§ **Source**
* Start *

Page 1 of 1
Adding CPU cores to a CPU slot - restart of WU?
Posted: Thu Jun 13, 2013 8:51 pm
by [WHGT]Cyberman
I added a CPU slot today, thinking I'll let FAH have one or two cores, keeping the rest for the GPUs and whatever.
However, the ETA is now about 5 days - with a timeout deadline of about 6 days.
If I edited the CPU slot to add another core or two, would that speed things up and/or would it download a new WU, aborting this one?
Here's what the log says about my CPU and the WU:
FAH Log wrote:
15:30:25:******************************* System ********************************
15:30:25: CPU: AMD FX(tm)-6100 Six-Core Processor
15:30:25: CPU ID: AuthenticAMD Family 21 Model 1 Stepping 2
15:30:25: CPUs: 6
15:30:25: Memory: 15.95GiB
15:30:25: Free Memory: 12.54GiB
15:30:25: Threads: WINDOWS_THREADS
15:36:34:WU01:FS02:0xa4:Project: 7085 (Run 1, Clone 696, Gen 0)
Power Slider is set to full of course, and I didn't add any special settings. Time per frame is about 1:15 hours.
I don't mind leaving the PC running for 5 days, but only one day of margin is a bit close, IMO. Might be better to quit the WU early if it's not certain it'll finish in time. (I've set the core to "finish" so it shouldn't load a new WU in any case.)
OTOH, I could add more cores if it would speed things up?
Re: Adding CPU cores to a CPU slot - restart of WU?

* End *

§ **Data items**

* Start *

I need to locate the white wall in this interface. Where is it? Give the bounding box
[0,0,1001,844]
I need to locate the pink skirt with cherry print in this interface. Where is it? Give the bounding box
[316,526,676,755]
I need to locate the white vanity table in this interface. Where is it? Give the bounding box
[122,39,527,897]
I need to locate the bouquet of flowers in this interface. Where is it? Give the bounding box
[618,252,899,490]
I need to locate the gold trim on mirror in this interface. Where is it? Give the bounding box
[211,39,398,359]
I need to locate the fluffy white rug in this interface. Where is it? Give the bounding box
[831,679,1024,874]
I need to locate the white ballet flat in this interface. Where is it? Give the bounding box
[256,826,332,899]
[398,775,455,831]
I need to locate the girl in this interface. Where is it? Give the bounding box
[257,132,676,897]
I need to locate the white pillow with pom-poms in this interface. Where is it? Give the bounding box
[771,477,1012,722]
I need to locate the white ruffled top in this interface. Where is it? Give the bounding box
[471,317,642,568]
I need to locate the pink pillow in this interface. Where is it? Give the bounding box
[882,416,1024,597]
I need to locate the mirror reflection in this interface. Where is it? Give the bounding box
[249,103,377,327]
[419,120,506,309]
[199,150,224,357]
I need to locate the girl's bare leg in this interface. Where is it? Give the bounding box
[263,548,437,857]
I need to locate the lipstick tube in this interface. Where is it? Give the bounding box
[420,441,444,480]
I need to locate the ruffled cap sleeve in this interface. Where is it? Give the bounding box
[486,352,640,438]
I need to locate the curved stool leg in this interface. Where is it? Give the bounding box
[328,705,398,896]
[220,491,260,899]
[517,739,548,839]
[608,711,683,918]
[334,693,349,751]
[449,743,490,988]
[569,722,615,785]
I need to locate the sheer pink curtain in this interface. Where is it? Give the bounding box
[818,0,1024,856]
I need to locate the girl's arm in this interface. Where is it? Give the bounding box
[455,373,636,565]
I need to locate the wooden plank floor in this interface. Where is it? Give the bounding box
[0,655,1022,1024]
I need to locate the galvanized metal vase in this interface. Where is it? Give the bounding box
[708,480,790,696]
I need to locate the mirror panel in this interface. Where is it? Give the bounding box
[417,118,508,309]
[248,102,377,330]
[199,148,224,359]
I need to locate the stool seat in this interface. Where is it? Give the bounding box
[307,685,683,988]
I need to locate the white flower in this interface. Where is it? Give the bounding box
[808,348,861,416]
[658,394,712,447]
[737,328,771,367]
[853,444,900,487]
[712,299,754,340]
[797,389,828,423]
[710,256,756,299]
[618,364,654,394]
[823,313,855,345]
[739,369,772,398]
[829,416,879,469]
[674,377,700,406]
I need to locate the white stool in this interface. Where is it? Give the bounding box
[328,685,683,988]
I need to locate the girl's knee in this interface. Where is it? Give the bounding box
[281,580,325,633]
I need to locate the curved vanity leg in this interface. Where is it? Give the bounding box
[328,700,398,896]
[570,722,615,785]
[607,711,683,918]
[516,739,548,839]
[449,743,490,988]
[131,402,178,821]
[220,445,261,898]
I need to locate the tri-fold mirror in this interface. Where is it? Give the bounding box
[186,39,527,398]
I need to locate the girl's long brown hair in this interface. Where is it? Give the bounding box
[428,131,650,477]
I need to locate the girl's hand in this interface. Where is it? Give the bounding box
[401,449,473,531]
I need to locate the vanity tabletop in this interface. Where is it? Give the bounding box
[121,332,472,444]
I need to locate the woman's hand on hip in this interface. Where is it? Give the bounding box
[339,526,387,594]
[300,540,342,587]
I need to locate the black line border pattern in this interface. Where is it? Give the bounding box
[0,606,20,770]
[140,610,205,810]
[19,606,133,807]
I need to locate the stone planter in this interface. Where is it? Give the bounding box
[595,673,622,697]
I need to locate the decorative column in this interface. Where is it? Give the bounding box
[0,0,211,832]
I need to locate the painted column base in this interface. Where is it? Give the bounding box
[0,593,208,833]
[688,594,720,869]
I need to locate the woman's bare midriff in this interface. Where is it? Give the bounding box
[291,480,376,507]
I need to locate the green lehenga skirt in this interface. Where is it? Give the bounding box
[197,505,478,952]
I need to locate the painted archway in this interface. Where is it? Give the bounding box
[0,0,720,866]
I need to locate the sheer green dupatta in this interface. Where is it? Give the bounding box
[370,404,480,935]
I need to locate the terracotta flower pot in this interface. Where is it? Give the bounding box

* End *

§ **Problem statement**
Reproduce verbatim the part of the forum thread about adding CPU cores that opens with the words containing "Here's what the" and closes with "in any case.)". You won't need the data items for this.

§ **The result**
Here's what the log says about my CPU and the WU:
FAH Log wrote:
15:30:25:******************************* System ********************************
15:30:25: CPU: AMD FX(tm)-6100 Six-Core Processor
15:30:25: CPU ID: AuthenticAMD Family 21 Model 1 Stepping 2
15:30:25: CPUs: 6
15:30:25: Memory: 15.95GiB
15:30:25: Free Memory: 12.54GiB
15:30:25: Threads: WINDOWS_THREADS
15:36:34:WU01:FS02:0xa4:Project: 7085 (Run 1, Clone 696, Gen 0)
Power Slider is set to full of course, and I didn't add any special settings. Time per frame is about 1:15 hours.
I don't mind leaving the PC running for 5 days, but only one day of margin is a bit close, IMO. Might be better to quit the WU early if it's not certain it'll finish in time. (I've set the core to "finish" so it shouldn't load a new WU in any case.)